(Ejercicios):
A: En el fragmento sobre Sontag, ¿qué expresiones se usan para describir a Edward Said y a Sontag en la oración que empieza con «Pienso en los más recientes»? Enuméralas todas.
B: Por favor, prolonga el fragmento sobre Sontag a partir de su última oración.

Sontag nos recordaría, tal vez, que este voyeurismo, este consumo de la imagen del «paraíso» destruído revela que detrás del desastre «natural» se oculta una devastación humana mucho más esquiva al lente digital, y que para este desastre, este tsunami igual de inexorable y mucho más mortífero, hay palabras como pobreza y marginalización.



Si bien podemos imaginar la franqueza y el tenor general de su opinión, ya no podremos disfrutar de la elegancia incisiva de la prosa de Sontag. No podremos seguir el hilo preciso de su interpretación, enhebrado con la maestría de quien sabe llegar a la puntada final sin dejar de producir placer o momentos de iluminación en el camino.



Uno de los grandes placeres de leer a Sontag son (uso el tiempo presente porque hay permanencia en sus escritos, como ella predijo) las conexiones que establece, desplegando en ellas la riqueza de una formación intelectual y estética tan vasta que en sí misma constituye una forma de arte.



Es una forma de arte en extinción, que acaso se va perdiendo con cada pensador de este calibre que se nos va. Pienso en los más recientes, Edward Said y ahora Sontag, expertos arqueólogos culturales, finos detectives del arte, connaiseurs, virtuosos de una tradición humanista, porfiadamente ilustrada, que sabe ser contestataria e inclusiva sin renunciar a ser culta y que -tal vez por lo mismo—no le tiene miedo a proferir herejías ni a tocarles las ubres a las vacas sagradas.



Sontag, que siempre se consideró de izquierda y participó activamente en la lucha contra la guerra de Vietnam, indignó a parte del progresismo neoyorquino en los 80 con un mea culpa sobre los males del comunismo, argumentando que el gulag no era una anomalía del sistema sino precisamente una de sus consecuencias.

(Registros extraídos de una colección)
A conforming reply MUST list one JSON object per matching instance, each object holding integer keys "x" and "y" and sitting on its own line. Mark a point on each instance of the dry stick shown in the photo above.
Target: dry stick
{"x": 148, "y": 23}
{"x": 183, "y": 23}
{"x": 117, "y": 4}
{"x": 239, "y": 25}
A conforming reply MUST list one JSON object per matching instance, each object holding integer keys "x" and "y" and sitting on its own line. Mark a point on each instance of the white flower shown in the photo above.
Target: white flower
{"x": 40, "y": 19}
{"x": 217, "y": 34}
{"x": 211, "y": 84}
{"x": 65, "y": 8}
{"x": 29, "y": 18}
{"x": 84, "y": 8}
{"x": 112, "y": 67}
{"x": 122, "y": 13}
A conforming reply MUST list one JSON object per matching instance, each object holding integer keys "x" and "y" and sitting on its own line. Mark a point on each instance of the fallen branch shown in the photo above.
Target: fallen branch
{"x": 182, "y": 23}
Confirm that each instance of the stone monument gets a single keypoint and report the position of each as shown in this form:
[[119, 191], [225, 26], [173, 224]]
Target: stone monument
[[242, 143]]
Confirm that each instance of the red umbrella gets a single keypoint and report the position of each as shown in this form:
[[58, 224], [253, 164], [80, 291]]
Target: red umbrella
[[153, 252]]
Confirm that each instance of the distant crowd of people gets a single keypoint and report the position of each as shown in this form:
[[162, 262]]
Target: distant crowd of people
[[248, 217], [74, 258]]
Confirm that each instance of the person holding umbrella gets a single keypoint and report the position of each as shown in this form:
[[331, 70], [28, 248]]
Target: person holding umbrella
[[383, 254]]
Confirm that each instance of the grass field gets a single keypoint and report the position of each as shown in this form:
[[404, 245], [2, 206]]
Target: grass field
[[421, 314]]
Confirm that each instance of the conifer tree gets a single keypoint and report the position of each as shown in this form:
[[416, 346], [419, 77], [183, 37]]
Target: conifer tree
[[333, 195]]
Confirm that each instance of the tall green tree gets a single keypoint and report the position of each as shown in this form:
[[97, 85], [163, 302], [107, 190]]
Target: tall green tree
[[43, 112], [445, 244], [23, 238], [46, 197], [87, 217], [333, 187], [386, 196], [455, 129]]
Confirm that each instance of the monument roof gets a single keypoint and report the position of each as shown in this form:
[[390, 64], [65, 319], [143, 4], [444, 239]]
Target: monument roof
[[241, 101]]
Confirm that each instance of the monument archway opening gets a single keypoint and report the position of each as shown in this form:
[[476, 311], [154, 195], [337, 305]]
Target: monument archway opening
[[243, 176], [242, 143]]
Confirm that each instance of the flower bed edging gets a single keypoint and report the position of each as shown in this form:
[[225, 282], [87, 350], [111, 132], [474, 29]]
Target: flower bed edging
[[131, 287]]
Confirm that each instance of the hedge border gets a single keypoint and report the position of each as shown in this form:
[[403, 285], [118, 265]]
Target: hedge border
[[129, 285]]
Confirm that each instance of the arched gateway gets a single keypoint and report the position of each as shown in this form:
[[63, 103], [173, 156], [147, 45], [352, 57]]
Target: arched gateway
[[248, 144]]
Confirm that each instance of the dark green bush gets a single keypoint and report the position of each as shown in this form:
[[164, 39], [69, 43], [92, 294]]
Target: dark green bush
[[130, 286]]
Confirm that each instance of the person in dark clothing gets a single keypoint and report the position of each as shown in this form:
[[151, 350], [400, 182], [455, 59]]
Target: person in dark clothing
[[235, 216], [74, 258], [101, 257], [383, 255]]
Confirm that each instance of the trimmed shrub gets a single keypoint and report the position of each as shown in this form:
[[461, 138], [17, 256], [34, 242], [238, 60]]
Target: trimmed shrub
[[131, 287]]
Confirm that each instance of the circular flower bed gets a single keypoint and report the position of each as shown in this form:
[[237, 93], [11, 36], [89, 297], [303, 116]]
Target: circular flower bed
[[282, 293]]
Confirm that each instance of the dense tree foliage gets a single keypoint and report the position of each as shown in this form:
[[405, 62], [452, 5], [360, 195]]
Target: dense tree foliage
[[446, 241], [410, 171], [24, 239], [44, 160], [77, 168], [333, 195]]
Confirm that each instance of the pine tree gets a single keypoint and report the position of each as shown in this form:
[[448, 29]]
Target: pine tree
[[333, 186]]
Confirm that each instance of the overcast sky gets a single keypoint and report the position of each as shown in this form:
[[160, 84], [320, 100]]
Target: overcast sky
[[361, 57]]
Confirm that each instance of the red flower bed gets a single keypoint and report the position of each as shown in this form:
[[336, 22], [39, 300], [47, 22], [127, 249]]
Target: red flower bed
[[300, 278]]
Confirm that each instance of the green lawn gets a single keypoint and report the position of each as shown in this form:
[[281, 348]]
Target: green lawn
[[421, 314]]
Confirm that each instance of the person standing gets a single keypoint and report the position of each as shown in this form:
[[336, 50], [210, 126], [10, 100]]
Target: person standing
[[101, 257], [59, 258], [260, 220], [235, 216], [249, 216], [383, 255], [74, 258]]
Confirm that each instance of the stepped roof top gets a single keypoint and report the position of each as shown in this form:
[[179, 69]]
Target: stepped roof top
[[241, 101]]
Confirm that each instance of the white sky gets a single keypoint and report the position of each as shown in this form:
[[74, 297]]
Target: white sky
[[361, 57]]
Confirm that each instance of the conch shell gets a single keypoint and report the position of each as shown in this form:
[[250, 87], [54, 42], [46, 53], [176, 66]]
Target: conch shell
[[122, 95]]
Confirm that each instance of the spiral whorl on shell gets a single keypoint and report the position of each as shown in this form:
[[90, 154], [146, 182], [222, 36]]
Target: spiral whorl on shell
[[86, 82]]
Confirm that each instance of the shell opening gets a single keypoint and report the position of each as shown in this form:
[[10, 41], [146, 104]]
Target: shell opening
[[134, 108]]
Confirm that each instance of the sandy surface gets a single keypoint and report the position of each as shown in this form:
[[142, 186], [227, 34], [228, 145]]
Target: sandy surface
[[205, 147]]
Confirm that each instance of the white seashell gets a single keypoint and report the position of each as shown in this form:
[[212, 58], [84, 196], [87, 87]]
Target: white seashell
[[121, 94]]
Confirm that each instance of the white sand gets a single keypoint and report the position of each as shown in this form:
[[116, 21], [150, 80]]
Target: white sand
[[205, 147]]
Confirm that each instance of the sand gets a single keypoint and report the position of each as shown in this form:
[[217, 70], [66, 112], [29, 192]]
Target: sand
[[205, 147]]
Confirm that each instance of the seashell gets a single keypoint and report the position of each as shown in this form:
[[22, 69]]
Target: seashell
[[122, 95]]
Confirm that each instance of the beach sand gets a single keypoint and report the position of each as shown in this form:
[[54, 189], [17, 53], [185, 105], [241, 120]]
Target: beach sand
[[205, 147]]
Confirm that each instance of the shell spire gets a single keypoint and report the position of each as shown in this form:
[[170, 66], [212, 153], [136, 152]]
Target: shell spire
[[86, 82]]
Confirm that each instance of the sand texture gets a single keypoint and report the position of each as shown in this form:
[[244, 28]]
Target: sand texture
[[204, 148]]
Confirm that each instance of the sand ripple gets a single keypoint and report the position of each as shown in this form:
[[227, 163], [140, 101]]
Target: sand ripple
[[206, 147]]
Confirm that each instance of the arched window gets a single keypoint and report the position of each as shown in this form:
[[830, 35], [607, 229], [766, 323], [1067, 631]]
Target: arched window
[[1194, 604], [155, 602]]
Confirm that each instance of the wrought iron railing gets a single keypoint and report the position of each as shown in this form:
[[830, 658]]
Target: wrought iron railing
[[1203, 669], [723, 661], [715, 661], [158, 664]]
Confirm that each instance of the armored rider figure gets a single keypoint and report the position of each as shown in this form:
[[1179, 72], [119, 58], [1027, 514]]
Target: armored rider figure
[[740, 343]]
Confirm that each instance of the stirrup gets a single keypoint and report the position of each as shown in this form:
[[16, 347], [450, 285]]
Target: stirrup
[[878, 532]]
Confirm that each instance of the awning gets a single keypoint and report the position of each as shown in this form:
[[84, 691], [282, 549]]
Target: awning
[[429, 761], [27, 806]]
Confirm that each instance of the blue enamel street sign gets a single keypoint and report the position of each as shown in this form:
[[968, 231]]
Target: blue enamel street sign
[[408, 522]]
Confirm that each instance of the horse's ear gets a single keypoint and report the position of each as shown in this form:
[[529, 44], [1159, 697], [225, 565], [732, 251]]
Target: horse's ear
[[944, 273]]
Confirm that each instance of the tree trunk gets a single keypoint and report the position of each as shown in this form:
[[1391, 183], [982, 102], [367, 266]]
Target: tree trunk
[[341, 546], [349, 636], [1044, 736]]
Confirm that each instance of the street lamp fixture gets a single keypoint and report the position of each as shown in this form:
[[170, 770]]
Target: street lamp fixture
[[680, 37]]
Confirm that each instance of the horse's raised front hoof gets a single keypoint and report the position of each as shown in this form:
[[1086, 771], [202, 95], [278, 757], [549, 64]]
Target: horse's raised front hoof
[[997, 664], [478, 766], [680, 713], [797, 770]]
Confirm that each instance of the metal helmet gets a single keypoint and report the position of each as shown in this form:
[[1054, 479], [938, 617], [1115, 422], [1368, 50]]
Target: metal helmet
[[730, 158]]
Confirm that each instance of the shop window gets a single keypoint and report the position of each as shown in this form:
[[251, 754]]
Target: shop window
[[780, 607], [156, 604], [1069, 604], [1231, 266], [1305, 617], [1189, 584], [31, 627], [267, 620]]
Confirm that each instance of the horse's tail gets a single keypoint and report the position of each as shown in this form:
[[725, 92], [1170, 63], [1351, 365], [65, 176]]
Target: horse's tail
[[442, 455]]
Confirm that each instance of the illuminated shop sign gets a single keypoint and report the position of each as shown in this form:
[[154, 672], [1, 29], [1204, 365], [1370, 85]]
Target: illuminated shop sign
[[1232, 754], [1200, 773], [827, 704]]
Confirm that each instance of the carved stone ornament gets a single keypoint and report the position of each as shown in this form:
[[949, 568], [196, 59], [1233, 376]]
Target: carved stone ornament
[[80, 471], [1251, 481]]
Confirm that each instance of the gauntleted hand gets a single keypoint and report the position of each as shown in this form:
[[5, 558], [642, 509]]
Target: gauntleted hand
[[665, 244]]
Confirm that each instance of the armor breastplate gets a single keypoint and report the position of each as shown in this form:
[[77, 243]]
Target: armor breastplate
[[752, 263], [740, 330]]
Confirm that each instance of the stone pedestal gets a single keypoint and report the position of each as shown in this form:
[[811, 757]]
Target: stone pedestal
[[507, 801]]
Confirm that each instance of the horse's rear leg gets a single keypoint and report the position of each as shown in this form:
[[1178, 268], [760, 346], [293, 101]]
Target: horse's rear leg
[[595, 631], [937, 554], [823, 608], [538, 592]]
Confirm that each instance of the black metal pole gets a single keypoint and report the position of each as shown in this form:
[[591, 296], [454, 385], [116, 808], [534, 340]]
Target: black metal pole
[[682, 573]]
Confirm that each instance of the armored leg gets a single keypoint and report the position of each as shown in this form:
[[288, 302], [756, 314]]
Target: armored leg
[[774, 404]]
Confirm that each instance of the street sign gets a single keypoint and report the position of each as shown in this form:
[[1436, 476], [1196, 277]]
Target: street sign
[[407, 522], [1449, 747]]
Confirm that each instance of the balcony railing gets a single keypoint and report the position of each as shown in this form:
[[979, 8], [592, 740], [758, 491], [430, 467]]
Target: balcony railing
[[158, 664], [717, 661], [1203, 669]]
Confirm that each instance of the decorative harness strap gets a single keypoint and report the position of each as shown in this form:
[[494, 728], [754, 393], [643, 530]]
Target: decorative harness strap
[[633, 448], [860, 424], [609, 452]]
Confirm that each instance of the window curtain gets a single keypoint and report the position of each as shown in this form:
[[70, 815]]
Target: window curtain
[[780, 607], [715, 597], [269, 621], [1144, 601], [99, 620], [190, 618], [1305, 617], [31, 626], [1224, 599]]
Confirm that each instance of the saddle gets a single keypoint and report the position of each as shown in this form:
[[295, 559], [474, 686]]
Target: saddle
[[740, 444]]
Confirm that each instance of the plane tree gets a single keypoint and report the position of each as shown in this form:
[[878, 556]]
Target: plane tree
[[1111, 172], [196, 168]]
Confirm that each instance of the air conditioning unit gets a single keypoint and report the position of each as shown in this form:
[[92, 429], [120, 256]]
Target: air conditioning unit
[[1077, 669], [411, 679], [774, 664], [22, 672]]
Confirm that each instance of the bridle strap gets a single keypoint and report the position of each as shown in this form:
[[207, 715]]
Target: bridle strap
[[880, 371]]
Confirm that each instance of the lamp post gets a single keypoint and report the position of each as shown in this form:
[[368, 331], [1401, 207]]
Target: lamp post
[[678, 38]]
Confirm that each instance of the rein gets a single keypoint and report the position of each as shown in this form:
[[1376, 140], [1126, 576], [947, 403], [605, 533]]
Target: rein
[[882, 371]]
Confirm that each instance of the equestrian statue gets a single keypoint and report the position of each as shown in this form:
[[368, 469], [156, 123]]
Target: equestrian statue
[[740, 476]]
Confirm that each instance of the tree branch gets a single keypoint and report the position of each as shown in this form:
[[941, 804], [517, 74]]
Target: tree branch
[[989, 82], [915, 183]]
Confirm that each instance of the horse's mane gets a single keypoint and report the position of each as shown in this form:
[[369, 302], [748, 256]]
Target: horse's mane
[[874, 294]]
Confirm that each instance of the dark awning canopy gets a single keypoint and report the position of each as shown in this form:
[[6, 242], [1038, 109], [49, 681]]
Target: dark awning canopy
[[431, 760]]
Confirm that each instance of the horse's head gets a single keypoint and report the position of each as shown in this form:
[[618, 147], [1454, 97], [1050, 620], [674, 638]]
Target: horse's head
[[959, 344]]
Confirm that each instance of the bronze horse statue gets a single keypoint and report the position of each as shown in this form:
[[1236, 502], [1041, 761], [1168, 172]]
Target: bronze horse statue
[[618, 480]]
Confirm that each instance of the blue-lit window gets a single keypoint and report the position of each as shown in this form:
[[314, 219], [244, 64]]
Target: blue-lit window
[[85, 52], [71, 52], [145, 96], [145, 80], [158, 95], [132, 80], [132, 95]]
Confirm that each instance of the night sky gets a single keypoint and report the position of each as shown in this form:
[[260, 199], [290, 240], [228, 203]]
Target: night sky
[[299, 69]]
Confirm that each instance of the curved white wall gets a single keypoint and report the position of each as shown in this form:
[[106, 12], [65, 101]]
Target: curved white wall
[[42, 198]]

(Resultados):
A:
- expertos arqueólogos culturales
- finos detectives del arte
- connaiseurs
- virtuosos de una tradición humanista

B:
Hace casi un par de años se trenzó, en la mismísima Bogotá, en una disputa con García Márquez acerca de los fusilamientos de tres cubanos que secuestraron un trasbordador para escapar de la isla. Tampoco le faltó valentía para cantárselas claras a sus compatriotas por el desinterés en las matanzas de Ruanda, ni para ligar los ataques de Al Qaeda en Nueva York al resentimiento provocado por la política exterior norteamericana en Medio Oriente.



No le fallaron las palabras para decir lo que muchos norteamericanos son incapaces de aceptar, en su ensayo «Las fotografías somos nosotros» sobre la tortura en Abu Ghraib y sus raíces profundas en la cultura de violencia que legitimiza al imperio. Quien tenga la intención de entender cómo se sobrevive (o no) la locura etnocida, tiene la obligación de leer «En Sarajevo».



Tuve la suerte de descubrir a Sontag al mismo tiempo que fui alumno de uno de sus amigos e interlocutores literarios, el novelista mexicano Carlos Fuentes. Al hablar de ella, Fuentes siempre mencionaba -entre temeroso y admirativo—su audacia intelectual y su erudición, atributos que podían intimidar a quien no entendiese que para ella el pensamiento («la vida de la mente» es el término afortunado con que cuenta el idioma inglés) era parte insustuible de cualquier intercambio humano.



También creía que para el pensamiento, para la genuina comprensión del mundo, el arte literario es, a su vez, esencial. Para ella la literatura de calidad trasciende fronteras nacionales e identidades colectivas y no está sujeta a usos mercenarios ni nacionalistas. Por eso leía y hablaba otros idiomas, entre ellos el castellano. Conocía bien a Borges, a Paz, a Rulfo, a Neruda, a Vallejo y había leído a muchos más. La pérdida se siente también en este aspecto, porque ya no quedan literatos «ciudadanos del imperio» (como ella se definió una vez) que nos puedan hablar en nuestro idioma y que sean capaces de disminuir los grados de separación que se acrecientan en el hemisferio a pesar de los tratados comerciales.



No faltan las contradicciones en la enorme producción de Susan Sontag, y a ellas se aferraron sus detractores, que tampoco escasean, como es de esperar cuando alguien como ella (mujer, judía, independiente y sospechosamente políglota) acumula méritos para ser considerada la mayor figura del mundo intelectual norteamericano.



Algunas de sus propias contradicciones se deben a la evolución natural de cualquier crítico o artista, señalada por ella misma al escribir, ya desde la madurez, acerca de sus apreciaciones de juventud. Pero muchas de sus ideas sobreviven el escrutinio propio o el del tiempo, porque contienen algún concepto inspirador (no hay equivalente exacto de la palabra insight, tan aplicable al modo de operar de Sontag), la percepción inicial que sirve de clave o de punto de partida para otras reflexiones.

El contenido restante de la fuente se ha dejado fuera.